▶ **TASK REQUIREMENTS**
Pick out and copy every line of the material below that contains the word "tree". Case counts when matching.

* START INFORMATION SUPPLIED *

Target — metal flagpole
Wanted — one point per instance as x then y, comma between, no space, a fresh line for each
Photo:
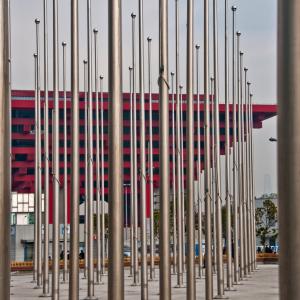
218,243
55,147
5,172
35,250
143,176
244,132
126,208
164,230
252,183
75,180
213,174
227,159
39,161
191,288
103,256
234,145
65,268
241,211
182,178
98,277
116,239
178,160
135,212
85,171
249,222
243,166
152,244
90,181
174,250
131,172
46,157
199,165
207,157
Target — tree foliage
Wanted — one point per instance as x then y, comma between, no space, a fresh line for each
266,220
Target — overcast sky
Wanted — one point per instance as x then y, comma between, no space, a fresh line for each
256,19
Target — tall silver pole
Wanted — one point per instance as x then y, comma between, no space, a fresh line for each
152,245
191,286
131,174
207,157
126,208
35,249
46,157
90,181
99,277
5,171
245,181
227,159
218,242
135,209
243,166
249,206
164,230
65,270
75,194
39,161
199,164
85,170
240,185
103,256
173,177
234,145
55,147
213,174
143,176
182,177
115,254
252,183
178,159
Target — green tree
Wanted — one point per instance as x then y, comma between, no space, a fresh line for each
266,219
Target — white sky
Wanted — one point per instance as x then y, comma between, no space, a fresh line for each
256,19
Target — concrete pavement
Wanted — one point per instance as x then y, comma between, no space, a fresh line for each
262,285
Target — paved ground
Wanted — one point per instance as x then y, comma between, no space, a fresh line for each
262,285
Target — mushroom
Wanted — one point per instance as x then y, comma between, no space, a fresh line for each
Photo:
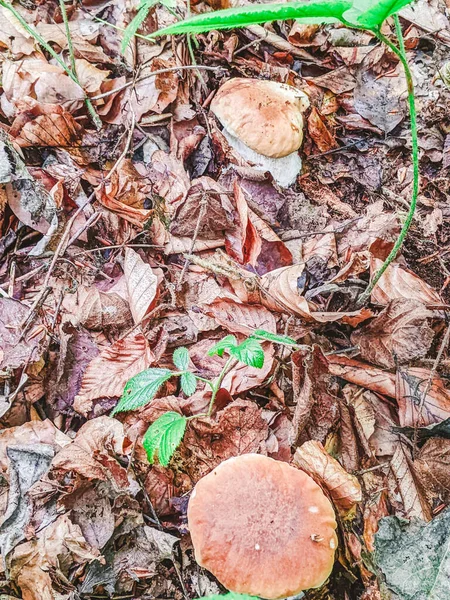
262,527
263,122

* END INFORMATION SUPPLIED *
* START INFORMATION SUPPLIED *

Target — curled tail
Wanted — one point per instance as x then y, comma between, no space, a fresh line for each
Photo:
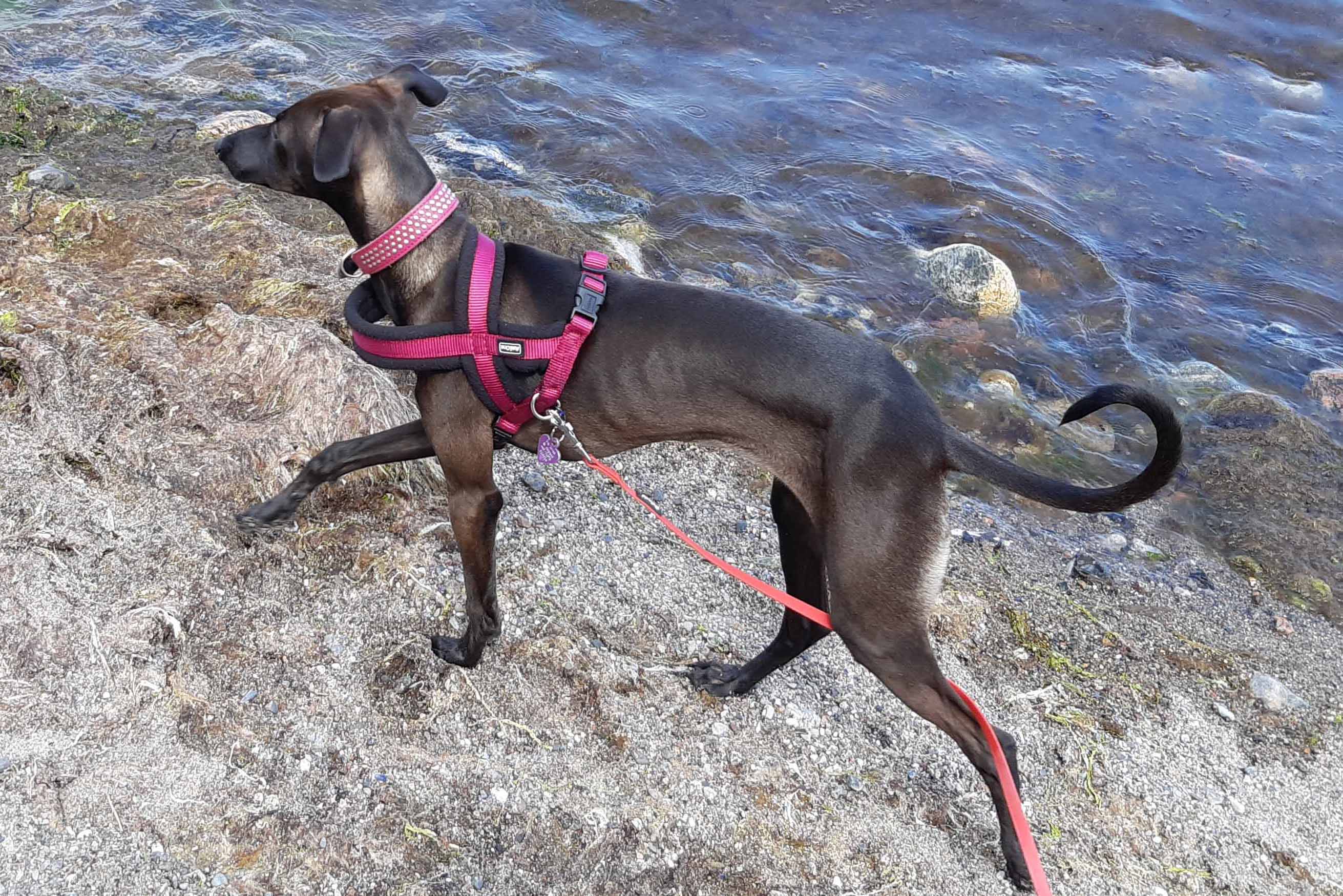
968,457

* END INFORMATION SUPPLIED *

▶ **TASK SOLUTION**
Target — tree foliage
Target — green tree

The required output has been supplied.